== Segment start ==

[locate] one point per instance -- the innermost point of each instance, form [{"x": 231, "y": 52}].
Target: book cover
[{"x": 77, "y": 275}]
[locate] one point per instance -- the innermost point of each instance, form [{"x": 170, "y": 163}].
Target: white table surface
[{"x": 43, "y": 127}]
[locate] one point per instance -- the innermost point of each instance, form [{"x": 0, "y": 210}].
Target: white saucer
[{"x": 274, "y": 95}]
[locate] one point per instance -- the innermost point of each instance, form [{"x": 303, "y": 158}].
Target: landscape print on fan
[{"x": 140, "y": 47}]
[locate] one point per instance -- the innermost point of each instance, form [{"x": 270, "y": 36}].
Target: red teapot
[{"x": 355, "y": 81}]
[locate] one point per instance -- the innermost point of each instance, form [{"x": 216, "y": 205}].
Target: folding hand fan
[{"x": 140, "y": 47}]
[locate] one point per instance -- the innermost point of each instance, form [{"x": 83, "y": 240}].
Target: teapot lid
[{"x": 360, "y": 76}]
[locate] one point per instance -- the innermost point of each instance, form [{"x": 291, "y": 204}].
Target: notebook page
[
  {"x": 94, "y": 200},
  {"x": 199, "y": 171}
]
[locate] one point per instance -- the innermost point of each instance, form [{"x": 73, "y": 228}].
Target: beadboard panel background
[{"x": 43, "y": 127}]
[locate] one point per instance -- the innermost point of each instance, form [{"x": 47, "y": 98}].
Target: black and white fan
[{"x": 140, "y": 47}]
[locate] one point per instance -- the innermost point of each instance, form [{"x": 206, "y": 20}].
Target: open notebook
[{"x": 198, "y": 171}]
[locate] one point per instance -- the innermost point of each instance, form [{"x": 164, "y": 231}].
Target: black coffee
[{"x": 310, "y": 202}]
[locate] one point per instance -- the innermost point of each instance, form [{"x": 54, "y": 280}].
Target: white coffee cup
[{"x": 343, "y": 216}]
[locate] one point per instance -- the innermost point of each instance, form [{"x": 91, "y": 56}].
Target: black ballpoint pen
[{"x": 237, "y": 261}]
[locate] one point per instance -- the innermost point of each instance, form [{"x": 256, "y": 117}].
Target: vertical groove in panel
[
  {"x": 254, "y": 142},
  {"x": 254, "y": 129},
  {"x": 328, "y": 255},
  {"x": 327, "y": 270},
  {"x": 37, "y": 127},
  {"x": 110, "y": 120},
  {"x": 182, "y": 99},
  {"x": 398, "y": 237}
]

== Segment end ==

● **What needs to be done**
Reproduce the data in its entirety, matching each character.

● **Your response**
[locate] one point per instance -- the innermost point of each instance, form [{"x": 231, "y": 52}].
Target: book cover
[{"x": 77, "y": 275}]
[locate] one point per instance -- the innermost point of each instance, form [{"x": 170, "y": 163}].
Target: white table surface
[{"x": 43, "y": 127}]
[locate] one point per instance -- the innermost point of each instance, form [{"x": 0, "y": 210}].
Target: white saucer
[{"x": 274, "y": 95}]
[locate] one point per instance -- the innermost point of each instance, form [{"x": 303, "y": 158}].
Target: landscape print on fan
[{"x": 140, "y": 47}]
[locate] one point per instance -- the innermost point of each instance, form [{"x": 270, "y": 36}].
Target: red teapot
[{"x": 355, "y": 81}]
[locate] one point per instance -- the innermost point of each instance, form [{"x": 216, "y": 205}].
Target: folding hand fan
[{"x": 140, "y": 47}]
[locate] one point per instance -- the innermost point of each instance, form [{"x": 83, "y": 240}].
Target: teapot lid
[{"x": 360, "y": 76}]
[locate] one point per instance -- the innermost point of each instance, form [{"x": 291, "y": 204}].
Target: notebook page
[
  {"x": 94, "y": 200},
  {"x": 199, "y": 171}
]
[locate] one point per instance -- the innermost point of each instance, form [{"x": 73, "y": 228}].
Target: beadboard panel background
[{"x": 43, "y": 127}]
[locate] one point per instance -- the innermost point of each instance, form [{"x": 47, "y": 98}].
Target: black and white fan
[{"x": 140, "y": 47}]
[locate] one point per instance -- the innermost point of each instance, form [{"x": 206, "y": 20}].
Target: open notebook
[{"x": 198, "y": 171}]
[locate] one point per instance -- the innermost point of each instance, form [{"x": 164, "y": 231}].
Target: black coffee
[{"x": 310, "y": 202}]
[locate] one point per instance -- the innermost point of each instance, form [{"x": 54, "y": 280}].
Target: white coffee cup
[{"x": 343, "y": 216}]
[locate] one point per instance -- the innermost point of each instance, form [{"x": 91, "y": 56}].
Target: black ballpoint pen
[{"x": 237, "y": 261}]
[locate] one point per instance -- the innermost point of each instance, form [{"x": 256, "y": 117}].
Target: vertical groove in panel
[
  {"x": 254, "y": 142},
  {"x": 254, "y": 129},
  {"x": 328, "y": 255},
  {"x": 327, "y": 270},
  {"x": 37, "y": 127},
  {"x": 110, "y": 120},
  {"x": 182, "y": 99},
  {"x": 398, "y": 237}
]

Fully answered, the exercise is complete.